• Provided material:

######

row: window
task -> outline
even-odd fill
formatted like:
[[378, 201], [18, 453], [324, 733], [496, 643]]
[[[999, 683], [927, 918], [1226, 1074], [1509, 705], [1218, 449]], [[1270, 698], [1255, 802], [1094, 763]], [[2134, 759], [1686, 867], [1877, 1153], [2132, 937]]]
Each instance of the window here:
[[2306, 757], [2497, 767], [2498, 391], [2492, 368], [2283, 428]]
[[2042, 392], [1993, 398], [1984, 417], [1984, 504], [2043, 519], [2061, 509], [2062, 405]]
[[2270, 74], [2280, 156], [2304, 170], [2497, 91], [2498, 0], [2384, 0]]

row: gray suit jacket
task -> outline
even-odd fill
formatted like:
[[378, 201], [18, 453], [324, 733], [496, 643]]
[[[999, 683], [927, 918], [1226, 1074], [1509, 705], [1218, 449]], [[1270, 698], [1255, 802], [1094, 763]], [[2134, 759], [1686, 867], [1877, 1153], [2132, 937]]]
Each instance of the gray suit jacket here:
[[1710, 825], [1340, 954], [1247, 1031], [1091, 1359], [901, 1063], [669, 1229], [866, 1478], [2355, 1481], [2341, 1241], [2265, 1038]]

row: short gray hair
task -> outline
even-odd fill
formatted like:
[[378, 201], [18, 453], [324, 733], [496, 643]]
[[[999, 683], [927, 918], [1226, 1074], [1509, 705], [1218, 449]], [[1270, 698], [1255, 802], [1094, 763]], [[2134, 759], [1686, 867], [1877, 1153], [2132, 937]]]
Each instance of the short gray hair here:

######

Reproduce all the records shown above, unchanged.

row: window
task -> outline
even-odd fill
formatted like:
[[378, 201], [18, 453], [324, 733], [496, 643]]
[[[999, 683], [927, 918], [1226, 1074], [1509, 705], [1218, 449]], [[1270, 698], [1255, 802], [1094, 763]], [[2134, 759], [1686, 867], [1877, 1153], [2132, 937]]]
Each instance of the window here:
[[2306, 757], [2497, 767], [2498, 391], [2492, 368], [2283, 428]]
[[2042, 392], [1993, 398], [1984, 417], [1984, 504], [2043, 519], [2061, 509], [2062, 405]]
[[2270, 74], [2280, 156], [2304, 170], [2497, 91], [2498, 0], [2384, 0]]

row: gray suit jacket
task -> outline
even-odd fill
formatted like:
[[378, 201], [18, 453], [324, 733], [496, 643]]
[[[999, 683], [927, 918], [1226, 1074], [1509, 705], [1218, 449]], [[1270, 698], [1255, 802], [1094, 763]], [[2134, 759], [1686, 867], [1877, 1153], [2132, 937]]]
Each instance of the gray suit jacket here:
[[1710, 825], [1340, 954], [1247, 1031], [1091, 1359], [901, 1063], [669, 1229], [866, 1478], [2355, 1481], [2341, 1241], [2265, 1038]]

row: short gray hair
task -> outline
even-odd fill
formatted like:
[[378, 201], [18, 453], [324, 733], [496, 643]]
[[[999, 683], [927, 918], [1226, 1074], [1509, 705], [1218, 449]], [[1270, 698], [1255, 802], [1094, 763]], [[2134, 759], [1686, 867], [1877, 1153], [2132, 937]]]
Each instance of the short gray hair here:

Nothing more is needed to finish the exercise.